*What you need to do*.
Print every one of the records below verbatim, keeping each line and character unchanged.

*Source material*.
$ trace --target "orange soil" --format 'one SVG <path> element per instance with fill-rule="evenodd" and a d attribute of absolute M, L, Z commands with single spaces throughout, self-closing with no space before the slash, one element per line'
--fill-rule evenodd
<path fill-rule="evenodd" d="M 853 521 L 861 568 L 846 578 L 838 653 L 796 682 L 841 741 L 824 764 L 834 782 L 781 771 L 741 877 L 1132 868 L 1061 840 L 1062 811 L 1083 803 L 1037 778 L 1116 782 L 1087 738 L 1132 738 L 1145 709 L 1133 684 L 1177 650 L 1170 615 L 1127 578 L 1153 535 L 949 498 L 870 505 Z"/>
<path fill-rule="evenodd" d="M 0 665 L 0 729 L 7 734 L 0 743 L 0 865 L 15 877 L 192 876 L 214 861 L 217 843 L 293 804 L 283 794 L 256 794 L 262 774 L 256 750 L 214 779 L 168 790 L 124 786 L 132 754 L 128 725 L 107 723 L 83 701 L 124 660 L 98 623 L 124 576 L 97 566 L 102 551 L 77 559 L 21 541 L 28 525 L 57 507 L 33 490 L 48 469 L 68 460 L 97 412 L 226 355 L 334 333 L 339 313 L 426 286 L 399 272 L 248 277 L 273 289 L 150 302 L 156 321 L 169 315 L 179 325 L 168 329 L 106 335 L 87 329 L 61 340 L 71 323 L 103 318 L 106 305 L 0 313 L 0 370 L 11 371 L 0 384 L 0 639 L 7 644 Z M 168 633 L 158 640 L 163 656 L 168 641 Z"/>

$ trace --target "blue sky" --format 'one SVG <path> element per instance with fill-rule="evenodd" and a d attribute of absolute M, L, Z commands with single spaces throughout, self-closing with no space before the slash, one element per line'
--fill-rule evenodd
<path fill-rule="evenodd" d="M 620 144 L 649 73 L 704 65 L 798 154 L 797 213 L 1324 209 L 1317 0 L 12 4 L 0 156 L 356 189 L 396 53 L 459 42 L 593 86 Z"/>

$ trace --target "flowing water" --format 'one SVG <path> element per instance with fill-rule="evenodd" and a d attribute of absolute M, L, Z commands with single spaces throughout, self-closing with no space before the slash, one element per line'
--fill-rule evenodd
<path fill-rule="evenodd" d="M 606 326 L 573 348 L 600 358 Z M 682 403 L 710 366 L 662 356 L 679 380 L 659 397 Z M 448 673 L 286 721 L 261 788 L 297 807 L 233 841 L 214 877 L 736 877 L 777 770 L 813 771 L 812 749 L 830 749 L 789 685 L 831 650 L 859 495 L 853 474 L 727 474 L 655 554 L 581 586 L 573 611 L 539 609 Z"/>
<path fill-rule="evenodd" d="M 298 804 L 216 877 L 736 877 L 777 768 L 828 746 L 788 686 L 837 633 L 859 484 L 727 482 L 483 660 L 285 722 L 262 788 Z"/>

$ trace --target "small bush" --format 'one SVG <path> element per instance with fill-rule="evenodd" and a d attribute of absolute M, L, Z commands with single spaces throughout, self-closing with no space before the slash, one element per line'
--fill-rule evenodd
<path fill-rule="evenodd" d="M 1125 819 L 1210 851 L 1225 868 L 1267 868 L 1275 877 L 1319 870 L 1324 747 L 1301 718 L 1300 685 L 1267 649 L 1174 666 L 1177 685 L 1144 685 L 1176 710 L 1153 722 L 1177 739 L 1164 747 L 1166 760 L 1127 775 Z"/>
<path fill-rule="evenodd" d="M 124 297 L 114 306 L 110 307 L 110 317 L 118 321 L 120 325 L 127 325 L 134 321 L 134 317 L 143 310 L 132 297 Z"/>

*Answer to this task*.
$ trace --target "orange soil" --format 'one SVG <path> element per instance with fill-rule="evenodd" and a d attribute of absolute M, L, Z commands with single spaces throughout, self-closing with no space before the slash, one element per line'
--fill-rule evenodd
<path fill-rule="evenodd" d="M 853 521 L 861 568 L 846 578 L 838 653 L 796 682 L 841 741 L 824 764 L 834 782 L 781 771 L 741 877 L 1132 868 L 1061 840 L 1062 811 L 1083 803 L 1037 778 L 1116 782 L 1087 738 L 1132 738 L 1145 709 L 1133 684 L 1177 650 L 1170 615 L 1127 578 L 1153 535 L 949 498 L 870 505 Z"/>
<path fill-rule="evenodd" d="M 0 665 L 0 729 L 7 734 L 0 743 L 0 865 L 15 877 L 192 876 L 214 861 L 217 843 L 293 804 L 283 794 L 256 794 L 262 774 L 256 750 L 214 779 L 168 790 L 124 786 L 132 754 L 128 725 L 107 723 L 83 701 L 124 660 L 98 623 L 124 576 L 97 566 L 102 551 L 77 559 L 21 541 L 28 525 L 57 507 L 33 490 L 48 469 L 68 460 L 97 412 L 226 355 L 334 333 L 339 313 L 426 286 L 399 272 L 248 277 L 273 289 L 150 302 L 156 321 L 169 315 L 179 325 L 168 329 L 106 335 L 87 329 L 61 340 L 71 323 L 103 318 L 106 305 L 0 313 L 0 370 L 11 371 L 0 384 L 0 639 L 7 644 Z M 168 633 L 158 640 L 163 656 L 168 641 Z"/>

$ trace --target "blue sky" --format 'one SVG <path> element per instance with fill-rule="evenodd" and a d attribute of absolute M, L, Z commands with single spaces throughout, self-closing with no space before the slash, one element per line'
--fill-rule evenodd
<path fill-rule="evenodd" d="M 620 144 L 649 73 L 704 65 L 798 154 L 797 213 L 1324 209 L 1317 0 L 12 4 L 0 156 L 356 189 L 396 53 L 459 42 L 593 86 Z"/>

$ trace --target "flowing water" --format 'one SVG <path> element per instance with fill-rule="evenodd" and a d attribute of absolute M, L, Z commands with single spaces throughout, self-closing with no space before the slash, one element per line'
--fill-rule evenodd
<path fill-rule="evenodd" d="M 606 326 L 573 348 L 600 358 Z M 682 403 L 710 366 L 662 356 L 679 380 L 659 397 Z M 448 673 L 286 721 L 261 788 L 297 807 L 233 841 L 214 877 L 736 877 L 777 770 L 813 771 L 812 749 L 830 749 L 789 685 L 831 650 L 859 495 L 853 474 L 727 474 L 655 554 L 581 586 L 573 611 L 539 609 Z"/>
<path fill-rule="evenodd" d="M 298 804 L 216 877 L 736 877 L 777 768 L 828 746 L 788 686 L 837 633 L 859 484 L 727 482 L 483 660 L 285 722 L 262 788 Z"/>

$ trace --target "small bush" --format 'one SVG <path> element per instance with fill-rule="evenodd" and a d attribute of absolute M, L, Z commands with single spaces throughout, self-closing with no space before the slash, one element per line'
--fill-rule evenodd
<path fill-rule="evenodd" d="M 1125 819 L 1210 851 L 1225 868 L 1267 868 L 1275 877 L 1319 870 L 1324 747 L 1301 718 L 1300 685 L 1267 649 L 1174 666 L 1177 685 L 1144 685 L 1176 710 L 1153 722 L 1177 739 L 1164 747 L 1166 760 L 1127 775 Z"/>
<path fill-rule="evenodd" d="M 124 297 L 114 306 L 110 307 L 110 317 L 118 321 L 120 325 L 127 325 L 134 321 L 134 317 L 143 310 L 132 297 Z"/>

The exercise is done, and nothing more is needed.